***** Texte fourni
La Pandémie du coronavirus secoue la planète entière. Au regard de son ampleur, les institutions et organisations internationales spécialisées prédisent des conséquences sans précédent sur divers plans : économique, social, démographique, politique et géostratégiques. Au-delà de l’alerte sanitaire lancée par l’ONU, l’OMS, le mal du coronavirus a créé chez bien d’Etats, le réflexe de repli nationaliste : fermeture des frontières, rapatriement des nationaux, stigmatisation des étrangers. Le multilatéralisme est mis à rude épreuve. La pandémie du COVID-19 risque-t-elle de marquer un tournant dans les relations internationales ? Certains spécialistes prédisent un nouvel ordre mondial, tant la guerre est totale touchant tous les domaines stratégiques.
**********
## Question à traiter
Pour chacune des affirmations (a), (b) et (c), indiquez par oui ou par non si elle concorde avec le texte fourni, en citant à l'identique les mots du texte qui tranchent. (a) L'ONU et l'OMS ont lancé une alerte sanitaire. (b) La pandémie a renforcé le multilatéralisme. (c) Certains spécialistes annoncent un nouvel ordre mondial. Les lignes ci-après viennent d'une autre source que le texte fourni.
***** Matériel fourni
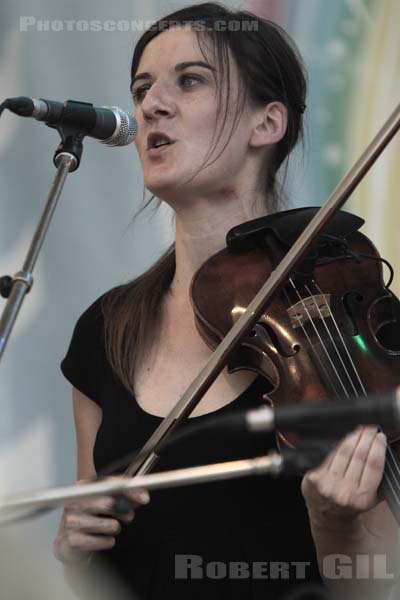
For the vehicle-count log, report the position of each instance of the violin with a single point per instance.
(331, 332)
(379, 309)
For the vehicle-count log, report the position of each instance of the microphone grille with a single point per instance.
(126, 129)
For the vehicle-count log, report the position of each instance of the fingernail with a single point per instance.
(144, 497)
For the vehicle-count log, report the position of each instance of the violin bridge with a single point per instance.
(313, 307)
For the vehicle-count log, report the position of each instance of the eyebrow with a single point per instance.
(179, 67)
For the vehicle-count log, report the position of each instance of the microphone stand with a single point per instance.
(66, 159)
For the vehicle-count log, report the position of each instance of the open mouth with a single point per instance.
(158, 140)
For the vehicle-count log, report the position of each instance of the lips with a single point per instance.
(155, 152)
(156, 137)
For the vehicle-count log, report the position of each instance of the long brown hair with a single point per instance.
(269, 69)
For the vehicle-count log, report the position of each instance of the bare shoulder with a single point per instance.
(88, 416)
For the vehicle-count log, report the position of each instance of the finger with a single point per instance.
**********
## Réponse attendue
(a) Oui : « l’alerte sanitaire lancée par l’ONU, l’OMS ».
(b) Non : « Le multilatéralisme est mis à rude épreuve. »
(c) Oui : « Certains spécialistes prédisent un nouvel ordre mondial ».